**Object pointing dataset listing:**
□ □ □ □ □

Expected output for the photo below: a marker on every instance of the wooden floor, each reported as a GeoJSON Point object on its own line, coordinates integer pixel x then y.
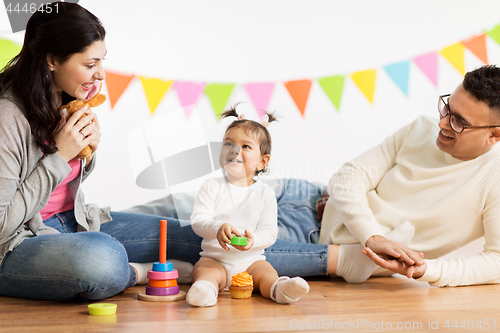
{"type": "Point", "coordinates": [393, 304]}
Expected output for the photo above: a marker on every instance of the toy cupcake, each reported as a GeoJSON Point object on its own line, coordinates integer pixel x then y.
{"type": "Point", "coordinates": [241, 285]}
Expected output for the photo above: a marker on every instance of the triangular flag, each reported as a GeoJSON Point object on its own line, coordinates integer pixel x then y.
{"type": "Point", "coordinates": [477, 45]}
{"type": "Point", "coordinates": [455, 55]}
{"type": "Point", "coordinates": [116, 85]}
{"type": "Point", "coordinates": [8, 50]}
{"type": "Point", "coordinates": [219, 93]}
{"type": "Point", "coordinates": [260, 94]}
{"type": "Point", "coordinates": [333, 86]}
{"type": "Point", "coordinates": [365, 80]}
{"type": "Point", "coordinates": [428, 64]}
{"type": "Point", "coordinates": [188, 93]}
{"type": "Point", "coordinates": [399, 73]}
{"type": "Point", "coordinates": [299, 90]}
{"type": "Point", "coordinates": [494, 33]}
{"type": "Point", "coordinates": [155, 89]}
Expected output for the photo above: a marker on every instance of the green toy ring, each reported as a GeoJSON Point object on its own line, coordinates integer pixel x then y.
{"type": "Point", "coordinates": [238, 240]}
{"type": "Point", "coordinates": [102, 309]}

□ □ □ □ □

Reproduce every line of the listing above verbatim, omitting the pictures.

**WRITTEN ANSWER:**
Expected output for the photo below: a marker on every instance of the wooden floor, each reported as a GeoJSON Point object on its own line, coordinates integer pixel x then y.
{"type": "Point", "coordinates": [393, 304]}
Expected output for the photo above: a marker on every instance of the toy cupcake, each reported as a GeoJSON Point object on its own line, coordinates integer pixel x then y.
{"type": "Point", "coordinates": [241, 285]}
Expected output for the photo above: a marker on every instance of the triangular flag, each reported as a GeoJSON Point object on its own line, coordinates integer pixel x then y.
{"type": "Point", "coordinates": [477, 45]}
{"type": "Point", "coordinates": [455, 55]}
{"type": "Point", "coordinates": [116, 85]}
{"type": "Point", "coordinates": [8, 50]}
{"type": "Point", "coordinates": [219, 93]}
{"type": "Point", "coordinates": [260, 94]}
{"type": "Point", "coordinates": [333, 86]}
{"type": "Point", "coordinates": [365, 80]}
{"type": "Point", "coordinates": [428, 64]}
{"type": "Point", "coordinates": [188, 93]}
{"type": "Point", "coordinates": [399, 73]}
{"type": "Point", "coordinates": [299, 90]}
{"type": "Point", "coordinates": [494, 33]}
{"type": "Point", "coordinates": [155, 89]}
Expected output for the photo above: a marker on every instance of the green toy ring, each reported as a GeoJSON Point object on its own line, coordinates integer pixel x then y.
{"type": "Point", "coordinates": [238, 240]}
{"type": "Point", "coordinates": [102, 309]}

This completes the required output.